Before the escape attempt, Hubbard had petitioned for a writ of habeas corpus on the grounds that his confession had been beaten out of him; he had produced hospital records to back up his claims. A federal hearing into the matter had been scheduled for the Monday after he died. The case was dismissed on a motion filed by prosecutor Joseph Karesh, who is quoted as saying that had it gone through, Hubbard would have had "a fair chance" of being released.

Miran Thompson and Sam Shockley were executed simultaneously in the gas chamber at San Quentin on December 3, 1948, for their roles in the Battle of Alcatraz. Carnes was spared from execution after numerous officers taken hostage testified that he'd refrained from carrying out orders to kill them. Carnes received an additional life sentence, but was eventually paroled in 1973. He breached his parole conditions, was sent back to prison and died there from complications due to AIDS in 1988. Increased security measures ensured that there were no more escape attempts until 1956.

Prison Guard Harold P. Stites, who had survived the 1938 Alcatraz escape attempt, was shot and killed by friendly fireduring the rescue attempt. Prison Guard William A. Miller died of his injuries the following day in the cell.

== Film depictions ==
Several versions of the events of the Battle of Alcatraz have been depicted on film:
- Brute Force (1947), starring Burt Lancaster. Although inspired by the events, this is a highly fictionalized account of an attempted prison break. It was unusual at the time for the level of violence it portrayed.
- Birdman of Alcatraz (1962), again starring Burt Lancaster, this film briefly depicts a largely fictional version of the battle which, from the start, is portrayed as a full-scale riot rather than a discrete escape attempt. Lancaster's character, Robert Stroud, the "Birdman of Alcatraz", is given unwarranted credit for ending the conflict.
- Alcatraz: The Whole Shocking Story (1980), a factually based TV drama of the events incorporated into a larger narrative of the history of Alcatraz as seen through the eyes of its youngest prisoner, Clarence Carnes.
- Six Against the Rock (1987), starring David Carradine as Bernard Coy, based on the semi-fictional book by Clark Howard.
- A newsreel of actual footage of the Battle of Alcatraz was played on a 1989 episode of Unsolved Mysteries showing this along with several earlier escape attempts in a special about the 1962 escape attempt of Frank Morris and the Anglin brothers.
- Alcatraz (2018), an independent film depicting the events.

**Data section:**
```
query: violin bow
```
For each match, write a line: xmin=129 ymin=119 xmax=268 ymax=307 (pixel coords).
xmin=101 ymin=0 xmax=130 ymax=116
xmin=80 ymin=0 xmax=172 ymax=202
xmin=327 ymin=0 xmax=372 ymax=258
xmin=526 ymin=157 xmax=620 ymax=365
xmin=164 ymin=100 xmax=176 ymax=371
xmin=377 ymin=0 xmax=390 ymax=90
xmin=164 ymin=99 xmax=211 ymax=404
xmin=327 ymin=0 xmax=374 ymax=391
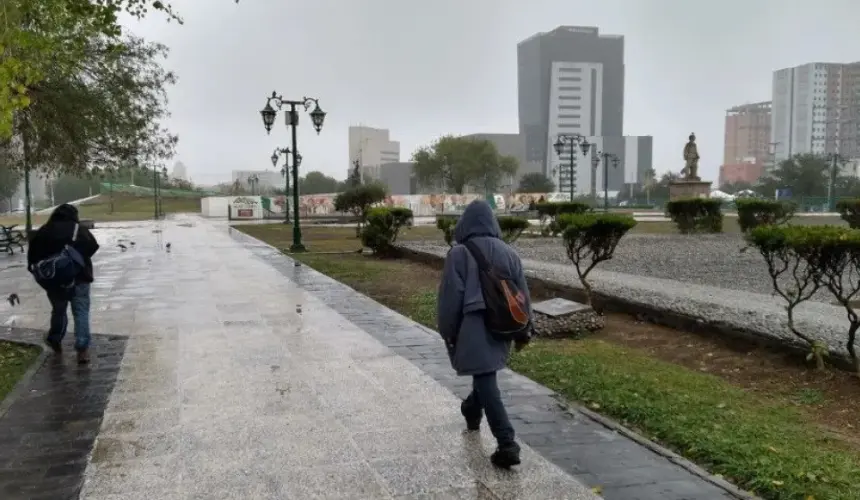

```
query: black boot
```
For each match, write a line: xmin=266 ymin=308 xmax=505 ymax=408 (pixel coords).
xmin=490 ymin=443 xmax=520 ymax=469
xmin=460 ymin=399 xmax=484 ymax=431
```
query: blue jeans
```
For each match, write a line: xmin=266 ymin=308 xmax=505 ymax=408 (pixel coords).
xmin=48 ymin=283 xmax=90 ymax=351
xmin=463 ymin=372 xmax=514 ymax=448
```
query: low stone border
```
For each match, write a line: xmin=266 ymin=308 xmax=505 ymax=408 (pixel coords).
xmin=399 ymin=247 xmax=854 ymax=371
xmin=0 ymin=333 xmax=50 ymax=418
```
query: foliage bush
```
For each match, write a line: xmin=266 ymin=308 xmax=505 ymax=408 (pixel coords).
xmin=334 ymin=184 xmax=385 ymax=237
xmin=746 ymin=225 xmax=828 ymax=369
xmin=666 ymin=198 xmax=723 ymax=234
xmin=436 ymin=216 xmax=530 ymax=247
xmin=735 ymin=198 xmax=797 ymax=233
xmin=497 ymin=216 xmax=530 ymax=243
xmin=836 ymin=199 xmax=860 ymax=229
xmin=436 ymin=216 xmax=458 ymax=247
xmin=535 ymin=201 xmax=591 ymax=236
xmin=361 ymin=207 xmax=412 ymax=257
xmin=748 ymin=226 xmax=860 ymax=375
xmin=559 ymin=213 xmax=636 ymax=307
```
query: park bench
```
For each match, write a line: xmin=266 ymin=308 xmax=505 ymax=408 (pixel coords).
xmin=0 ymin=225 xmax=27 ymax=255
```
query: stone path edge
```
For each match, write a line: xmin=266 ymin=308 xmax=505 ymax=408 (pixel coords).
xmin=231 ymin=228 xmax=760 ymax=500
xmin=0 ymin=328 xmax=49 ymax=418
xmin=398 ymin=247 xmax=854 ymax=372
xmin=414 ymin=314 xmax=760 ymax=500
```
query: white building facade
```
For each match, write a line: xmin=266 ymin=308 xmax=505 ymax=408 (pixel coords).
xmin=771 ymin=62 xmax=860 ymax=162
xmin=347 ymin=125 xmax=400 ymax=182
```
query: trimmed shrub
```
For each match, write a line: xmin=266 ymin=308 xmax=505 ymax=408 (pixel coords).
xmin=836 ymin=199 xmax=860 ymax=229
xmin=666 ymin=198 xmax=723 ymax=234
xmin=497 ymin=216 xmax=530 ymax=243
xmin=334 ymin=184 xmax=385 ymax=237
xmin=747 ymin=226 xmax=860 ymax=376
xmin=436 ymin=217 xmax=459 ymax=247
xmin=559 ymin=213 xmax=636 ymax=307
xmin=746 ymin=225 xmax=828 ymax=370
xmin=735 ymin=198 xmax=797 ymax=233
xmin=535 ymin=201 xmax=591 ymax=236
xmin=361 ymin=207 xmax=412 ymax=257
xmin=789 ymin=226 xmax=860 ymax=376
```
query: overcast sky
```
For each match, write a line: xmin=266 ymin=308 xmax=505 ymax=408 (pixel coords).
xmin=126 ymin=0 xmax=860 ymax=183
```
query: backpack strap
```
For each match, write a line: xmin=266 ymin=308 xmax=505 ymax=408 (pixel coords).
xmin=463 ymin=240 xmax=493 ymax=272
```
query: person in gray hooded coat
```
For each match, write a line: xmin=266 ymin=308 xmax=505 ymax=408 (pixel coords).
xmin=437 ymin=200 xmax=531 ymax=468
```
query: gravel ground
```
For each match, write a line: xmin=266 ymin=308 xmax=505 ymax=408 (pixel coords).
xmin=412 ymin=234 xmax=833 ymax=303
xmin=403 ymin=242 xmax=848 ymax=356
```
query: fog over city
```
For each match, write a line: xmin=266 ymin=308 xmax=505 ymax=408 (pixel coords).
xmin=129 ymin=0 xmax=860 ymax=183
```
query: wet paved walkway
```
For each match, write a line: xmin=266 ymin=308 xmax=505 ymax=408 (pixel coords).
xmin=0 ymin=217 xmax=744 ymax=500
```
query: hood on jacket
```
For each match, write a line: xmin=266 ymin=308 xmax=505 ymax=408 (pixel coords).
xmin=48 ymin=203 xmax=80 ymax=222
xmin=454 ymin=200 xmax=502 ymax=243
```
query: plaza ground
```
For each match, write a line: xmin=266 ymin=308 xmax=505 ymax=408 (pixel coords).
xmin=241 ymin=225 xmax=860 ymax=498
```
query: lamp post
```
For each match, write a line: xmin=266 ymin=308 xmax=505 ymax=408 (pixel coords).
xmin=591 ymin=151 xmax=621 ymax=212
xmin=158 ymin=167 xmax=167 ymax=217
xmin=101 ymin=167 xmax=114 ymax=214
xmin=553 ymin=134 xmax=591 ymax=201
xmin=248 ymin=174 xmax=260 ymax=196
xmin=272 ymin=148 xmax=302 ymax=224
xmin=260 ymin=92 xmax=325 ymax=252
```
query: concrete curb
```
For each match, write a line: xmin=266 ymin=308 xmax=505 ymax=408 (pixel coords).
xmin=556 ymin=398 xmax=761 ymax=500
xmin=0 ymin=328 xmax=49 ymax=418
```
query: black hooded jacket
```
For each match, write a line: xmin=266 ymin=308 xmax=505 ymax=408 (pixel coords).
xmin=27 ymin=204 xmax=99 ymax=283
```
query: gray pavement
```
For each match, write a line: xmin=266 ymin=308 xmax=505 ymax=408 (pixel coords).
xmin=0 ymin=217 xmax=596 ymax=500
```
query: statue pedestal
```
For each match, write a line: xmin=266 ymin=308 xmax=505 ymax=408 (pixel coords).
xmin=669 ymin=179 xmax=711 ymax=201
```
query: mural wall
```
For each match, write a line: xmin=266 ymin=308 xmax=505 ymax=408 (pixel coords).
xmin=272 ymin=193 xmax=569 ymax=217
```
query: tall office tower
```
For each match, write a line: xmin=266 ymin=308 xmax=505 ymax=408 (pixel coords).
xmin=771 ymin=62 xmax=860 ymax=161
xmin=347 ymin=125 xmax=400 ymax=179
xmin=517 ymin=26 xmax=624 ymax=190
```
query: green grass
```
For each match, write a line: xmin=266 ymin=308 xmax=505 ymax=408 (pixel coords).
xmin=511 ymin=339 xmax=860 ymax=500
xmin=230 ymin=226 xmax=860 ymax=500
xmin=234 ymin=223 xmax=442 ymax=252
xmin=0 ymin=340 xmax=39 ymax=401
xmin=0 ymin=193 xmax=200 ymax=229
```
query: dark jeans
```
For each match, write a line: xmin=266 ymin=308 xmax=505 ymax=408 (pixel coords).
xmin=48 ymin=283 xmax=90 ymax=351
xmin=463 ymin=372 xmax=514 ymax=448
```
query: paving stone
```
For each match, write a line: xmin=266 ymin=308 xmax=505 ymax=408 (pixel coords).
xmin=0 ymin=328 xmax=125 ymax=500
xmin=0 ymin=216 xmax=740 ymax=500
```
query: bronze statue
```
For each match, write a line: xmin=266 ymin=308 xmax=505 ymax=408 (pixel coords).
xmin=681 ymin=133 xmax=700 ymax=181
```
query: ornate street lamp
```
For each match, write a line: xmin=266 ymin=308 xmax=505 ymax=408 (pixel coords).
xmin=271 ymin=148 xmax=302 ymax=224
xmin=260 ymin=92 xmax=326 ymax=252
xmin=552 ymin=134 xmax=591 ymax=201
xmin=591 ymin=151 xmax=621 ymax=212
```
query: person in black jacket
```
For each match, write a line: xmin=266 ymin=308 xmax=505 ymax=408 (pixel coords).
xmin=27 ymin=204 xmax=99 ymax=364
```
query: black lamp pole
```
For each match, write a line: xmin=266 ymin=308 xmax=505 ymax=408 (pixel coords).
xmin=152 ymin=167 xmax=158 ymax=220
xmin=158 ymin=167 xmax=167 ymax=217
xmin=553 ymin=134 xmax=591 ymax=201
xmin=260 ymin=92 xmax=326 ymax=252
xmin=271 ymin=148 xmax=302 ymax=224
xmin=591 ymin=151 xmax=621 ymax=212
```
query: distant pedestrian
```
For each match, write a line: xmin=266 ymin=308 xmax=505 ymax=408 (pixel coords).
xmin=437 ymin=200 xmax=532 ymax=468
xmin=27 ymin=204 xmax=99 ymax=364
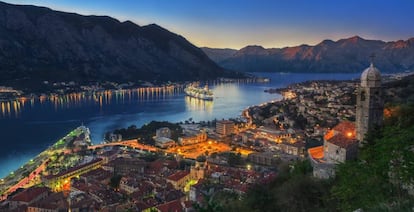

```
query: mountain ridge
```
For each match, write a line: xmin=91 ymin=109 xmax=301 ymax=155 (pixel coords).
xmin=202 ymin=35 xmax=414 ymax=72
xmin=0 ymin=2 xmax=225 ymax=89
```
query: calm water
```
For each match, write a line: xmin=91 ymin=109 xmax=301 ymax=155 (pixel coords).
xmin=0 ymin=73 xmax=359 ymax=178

**Tasks:**
A: Answer these from the Battle of Alcatraz passage:
(i) On what date were Miran Thompson and Sam Shockley executed?
(ii) Who played Bernard Coy in Six Against the Rock?
(iii) Who filed the motion that led to the dismissal of Hubbard's case?
B: Can you repeat, word for word, the stretch of the Battle of Alcatraz passage from "Miran Thompson and" through "attempts until 1956."?

**Solution list:**
A:
(i) December 3, 1948
(ii) David Carradine
(iii) Prosecutor Joseph Karesh

B:
Miran Thompson and Sam Shockley were executed simultaneously in the gas chamber at San Quentin on December 3, 1948, for their roles in the Battle of Alcatraz. Carnes was spared from execution after numerous officers taken hostage testified that he'd refrained from carrying out orders to kill them. Carnes received an additional life sentence, but was eventually paroled in 1973. He breached his parole conditions, was sent back to prison and died there from complications due to AIDS in 1988. Increased security measures ensured that there were no more escape attempts until 1956.